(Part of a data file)
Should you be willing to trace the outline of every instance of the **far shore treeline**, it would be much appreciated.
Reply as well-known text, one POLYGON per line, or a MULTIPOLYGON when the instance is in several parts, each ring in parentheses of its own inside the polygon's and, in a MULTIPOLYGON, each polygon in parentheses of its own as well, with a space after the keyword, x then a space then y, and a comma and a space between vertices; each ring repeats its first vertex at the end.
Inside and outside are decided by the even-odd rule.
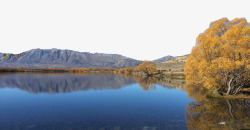
POLYGON ((116 74, 132 74, 143 72, 146 76, 153 76, 157 73, 155 62, 144 61, 142 64, 135 68, 126 67, 121 69, 114 68, 72 68, 72 69, 60 69, 60 68, 39 68, 39 69, 28 69, 28 68, 0 68, 0 72, 106 72, 106 73, 116 73, 116 74))
POLYGON ((232 21, 222 18, 212 22, 209 28, 197 37, 190 55, 175 57, 163 63, 144 61, 136 67, 120 69, 0 68, 0 72, 104 72, 144 78, 177 75, 173 77, 186 78, 187 89, 210 90, 212 94, 206 96, 238 95, 250 89, 250 23, 245 18, 232 21))

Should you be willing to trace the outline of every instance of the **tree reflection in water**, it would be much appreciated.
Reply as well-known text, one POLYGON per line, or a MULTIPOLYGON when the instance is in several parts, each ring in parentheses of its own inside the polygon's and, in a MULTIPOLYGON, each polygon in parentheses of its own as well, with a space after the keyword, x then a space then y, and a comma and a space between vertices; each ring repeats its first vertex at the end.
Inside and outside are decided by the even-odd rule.
POLYGON ((156 86, 155 84, 157 83, 157 79, 154 77, 134 77, 134 79, 137 81, 140 87, 142 87, 143 90, 148 91, 148 90, 155 90, 156 86))
POLYGON ((247 100, 220 100, 189 103, 185 120, 188 129, 249 129, 250 103, 247 100))
POLYGON ((188 129, 249 129, 250 101, 208 100, 204 96, 208 91, 203 87, 185 86, 188 97, 197 102, 186 107, 185 120, 188 129))

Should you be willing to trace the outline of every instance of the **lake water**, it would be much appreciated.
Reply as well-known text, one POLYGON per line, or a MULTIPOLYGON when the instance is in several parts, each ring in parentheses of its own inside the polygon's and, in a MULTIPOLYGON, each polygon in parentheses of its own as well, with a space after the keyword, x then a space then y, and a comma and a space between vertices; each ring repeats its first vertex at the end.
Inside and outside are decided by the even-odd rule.
POLYGON ((0 129, 250 128, 249 100, 203 101, 202 90, 184 87, 112 74, 2 74, 0 129))

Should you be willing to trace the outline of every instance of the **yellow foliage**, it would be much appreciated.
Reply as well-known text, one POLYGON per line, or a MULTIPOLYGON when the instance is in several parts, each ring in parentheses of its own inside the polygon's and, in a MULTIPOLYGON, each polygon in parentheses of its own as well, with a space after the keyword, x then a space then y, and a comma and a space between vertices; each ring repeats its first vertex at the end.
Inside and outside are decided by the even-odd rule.
POLYGON ((197 37, 196 46, 187 59, 184 73, 187 83, 224 89, 227 82, 249 87, 250 27, 246 19, 212 22, 197 37))

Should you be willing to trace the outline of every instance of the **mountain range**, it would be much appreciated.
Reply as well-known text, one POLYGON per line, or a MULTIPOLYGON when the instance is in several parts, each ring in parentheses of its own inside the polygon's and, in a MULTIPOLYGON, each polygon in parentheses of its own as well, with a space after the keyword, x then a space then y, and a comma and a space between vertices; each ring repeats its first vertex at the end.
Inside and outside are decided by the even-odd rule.
MULTIPOLYGON (((172 59, 166 56, 155 60, 172 59)), ((8 68, 126 68, 142 61, 119 54, 77 52, 60 49, 32 49, 20 54, 0 53, 0 67, 8 68)))

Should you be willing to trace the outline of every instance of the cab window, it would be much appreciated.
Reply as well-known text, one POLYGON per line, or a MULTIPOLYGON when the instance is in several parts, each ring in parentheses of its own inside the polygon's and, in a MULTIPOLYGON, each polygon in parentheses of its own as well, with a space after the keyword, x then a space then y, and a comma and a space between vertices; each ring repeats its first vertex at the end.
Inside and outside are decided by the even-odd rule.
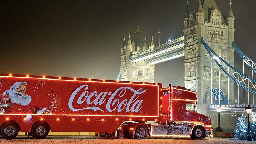
POLYGON ((186 110, 195 112, 195 105, 194 103, 186 103, 186 110))

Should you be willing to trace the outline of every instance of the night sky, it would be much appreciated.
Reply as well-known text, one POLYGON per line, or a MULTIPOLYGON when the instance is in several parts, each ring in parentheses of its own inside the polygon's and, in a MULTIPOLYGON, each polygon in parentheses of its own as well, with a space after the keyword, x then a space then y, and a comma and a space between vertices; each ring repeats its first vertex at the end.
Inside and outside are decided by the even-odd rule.
MULTIPOLYGON (((159 30, 161 43, 182 35, 186 1, 1 0, 0 73, 115 80, 123 36, 138 25, 156 45, 159 30)), ((188 1, 196 10, 198 1, 188 1)), ((229 0, 216 1, 227 15, 229 0)), ((256 61, 256 1, 232 2, 236 43, 256 61)), ((184 60, 156 64, 155 82, 184 86, 184 60)))

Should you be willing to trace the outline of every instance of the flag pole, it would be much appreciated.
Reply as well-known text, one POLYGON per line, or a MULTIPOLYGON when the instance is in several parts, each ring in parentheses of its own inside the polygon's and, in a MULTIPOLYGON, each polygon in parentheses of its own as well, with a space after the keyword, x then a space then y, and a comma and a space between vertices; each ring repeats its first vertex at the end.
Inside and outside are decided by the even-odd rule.
POLYGON ((160 30, 159 30, 159 45, 160 45, 160 30))

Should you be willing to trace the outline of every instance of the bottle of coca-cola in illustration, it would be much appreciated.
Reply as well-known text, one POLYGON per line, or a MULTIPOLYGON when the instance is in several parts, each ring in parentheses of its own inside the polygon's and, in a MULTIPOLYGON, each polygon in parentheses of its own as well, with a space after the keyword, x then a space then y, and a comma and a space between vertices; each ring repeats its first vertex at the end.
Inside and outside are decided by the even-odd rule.
POLYGON ((9 98, 9 91, 8 90, 3 98, 1 100, 0 107, 6 109, 10 107, 10 99, 9 98))
POLYGON ((53 102, 52 103, 52 104, 51 104, 50 106, 49 106, 47 108, 47 109, 46 109, 46 110, 45 110, 45 111, 49 113, 49 114, 51 114, 52 113, 52 111, 53 110, 53 107, 54 106, 54 102, 53 102))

▸ **Objective**
Transcribe each line above verbatim, with the pictures left out.

▸ **Output**
Should you be willing to trace the outline of every instance of the **far shore treeline**, it would be much appreciated.
Reply as well-known text, one POLYGON per line, or a MULTIPOLYGON when the instance is in several parts, each ring in parentheses of its own inside the polygon's and, in a MULTIPOLYGON, each polygon in parentheses of its own as well, with a space after the keyword, x then a space then y, and a comma and a space between vertices; each ring repeats its first vertex at the end.
Inside and outside are decided by the even-odd rule.
POLYGON ((116 74, 132 74, 143 72, 146 76, 153 76, 157 73, 155 62, 144 61, 142 64, 135 68, 126 67, 121 69, 114 68, 72 68, 72 69, 60 69, 60 68, 39 68, 39 69, 28 69, 28 68, 0 68, 0 72, 106 72, 106 73, 116 73, 116 74))
POLYGON ((232 21, 222 18, 212 22, 209 28, 197 37, 190 55, 175 57, 163 63, 144 61, 136 67, 120 69, 0 68, 0 72, 104 72, 144 78, 177 75, 173 77, 186 78, 187 89, 210 90, 212 94, 206 96, 238 95, 250 89, 250 23, 245 18, 232 21))

Should you be willing to trace the outline of every instance of the **tree reflection in water**, it would be much appreciated.
Reply as well-known text, one POLYGON per line, or a MULTIPOLYGON when the instance is in several parts, each ring in parentheses of its own inside the polygon's and, in a MULTIPOLYGON, each polygon in parentheses of its own as well, with a space after the keyword, x then a space then y, and a comma and a space between vertices; each ring repeats its first vertex at the end.
Inside and outside are decided by the even-odd rule.
POLYGON ((156 86, 155 84, 157 83, 157 79, 154 77, 134 77, 134 79, 137 81, 140 87, 142 87, 143 90, 148 91, 148 90, 155 90, 156 86))
POLYGON ((247 100, 220 100, 189 103, 185 120, 188 129, 249 129, 250 103, 247 100))
POLYGON ((188 129, 249 129, 250 101, 208 100, 204 96, 208 91, 203 87, 185 86, 188 97, 197 102, 186 107, 185 120, 188 129))

Should you be willing to trace the outline of every instance of the **lake water**, it would be much appreciated.
Reply as well-known text, one POLYGON per line, or a MULTIPOLYGON when the instance is in several parts, each ring in parentheses of its own inside the polygon's and, in a MULTIPOLYGON, each polygon in parentheses of its own as well, with a space after the keyword, x then a space then y, and a comma and a space between vertices; each ring repeats its first vertex at the end.
Inside and outside are decided by the even-odd rule.
POLYGON ((0 129, 250 128, 249 100, 203 101, 202 90, 184 87, 112 74, 2 74, 0 129))

Should you be willing to trace the outline of every instance of the **yellow foliage**, it would be much appreciated.
Reply as well-known text, one POLYGON per line, or a MULTIPOLYGON when the instance is in several parts, each ring in parentheses of its own inside the polygon's and, in a MULTIPOLYGON, each polygon in parentheses of its own as well, with a space after the keyword, x then a space then y, and a comma and a space between vertices; each ring repeats its first vertex at the end.
Inside and outside are decided by the even-odd rule.
POLYGON ((197 37, 196 46, 187 59, 184 73, 187 83, 224 89, 227 82, 249 87, 250 27, 246 19, 212 22, 197 37))

Should you be willing to trace the outline of every instance of the **mountain range**, it would be much appreciated.
Reply as well-known text, one POLYGON per line, or a MULTIPOLYGON when the instance is in several parts, each ring in parentheses of its own inside the polygon's and, in a MULTIPOLYGON, each polygon in parentheses of its own as well, with a space after the keyword, x then a space then y, and a comma and a space between vertices; each ring repeats its first vertex at the end.
Inside and outside are decided by the even-odd rule.
MULTIPOLYGON (((172 59, 166 56, 155 60, 172 59)), ((8 68, 126 68, 142 61, 119 54, 77 52, 60 49, 32 49, 20 54, 0 53, 0 67, 8 68)))

Should you be willing to trace the outline of every instance of the cab window, it would be much appreciated.
Reply as well-known text, one POLYGON per line, or a MULTIPOLYGON when the instance is in several parts, each ring in parentheses of its own inside the polygon's and, in a MULTIPOLYGON, each polygon in parentheses of its own as well, with a space after the keyword, x then a space then y, and a comma and a space between vertices; each ring repeats its first vertex at the end.
Inside and outside are decided by the even-odd rule.
POLYGON ((186 110, 195 112, 195 105, 194 103, 186 103, 186 110))

Should you be willing to trace the outline of every instance of the night sky, it would be much appreciated.
Reply as well-known text, one POLYGON per line, or a MULTIPOLYGON when the instance is in several parts, each ring in parentheses of its own inside the polygon's and, in a MULTIPOLYGON, each polygon in parentheses of its own as well, with a space after the keyword, x then a space then y, and a comma and a space between vertices; each ring repeats its first vertex at the end.
Inside and outside are decided by the even-odd rule.
MULTIPOLYGON (((159 30, 161 43, 182 35, 186 1, 1 0, 0 73, 115 80, 123 36, 138 25, 156 45, 159 30)), ((188 1, 196 10, 198 1, 188 1)), ((229 0, 216 1, 227 15, 229 0)), ((256 61, 256 1, 232 2, 236 43, 256 61)), ((184 60, 156 64, 155 82, 184 86, 184 60)))

Should you be willing to trace the outline of every instance of the flag pole, it would be much appreciated.
Reply as well-known text, one POLYGON per line, or a MULTIPOLYGON when the instance is in several parts, each ring in parentheses of its own inside the polygon's and, in a MULTIPOLYGON, each polygon in parentheses of its own as well, with a space after the keyword, x then a space then y, and a comma and a space between vertices; each ring repeats its first vertex at the end.
Inside and outside are decided by the even-odd rule.
POLYGON ((160 30, 159 30, 159 45, 160 45, 160 30))

Should you be willing to trace the outline of every instance of the bottle of coca-cola in illustration, it would be much appreciated.
Reply as well-known text, one POLYGON per line, or a MULTIPOLYGON when the instance is in several parts, each ring in parentheses of its own inside the polygon's and, in a MULTIPOLYGON, each polygon in parentheses of its own as well, with a space after the keyword, x then a space then y, and a comma and a space between vertices; each ring repeats its first vertex at the end.
Inside and outside are decided by the even-odd rule.
POLYGON ((9 98, 9 91, 8 90, 3 98, 1 100, 0 107, 6 109, 10 107, 10 99, 9 98))
POLYGON ((53 102, 52 103, 52 104, 51 104, 50 106, 49 106, 47 108, 47 109, 46 109, 46 110, 45 110, 45 111, 49 113, 49 114, 51 114, 52 113, 52 111, 53 110, 53 107, 54 106, 54 102, 53 102))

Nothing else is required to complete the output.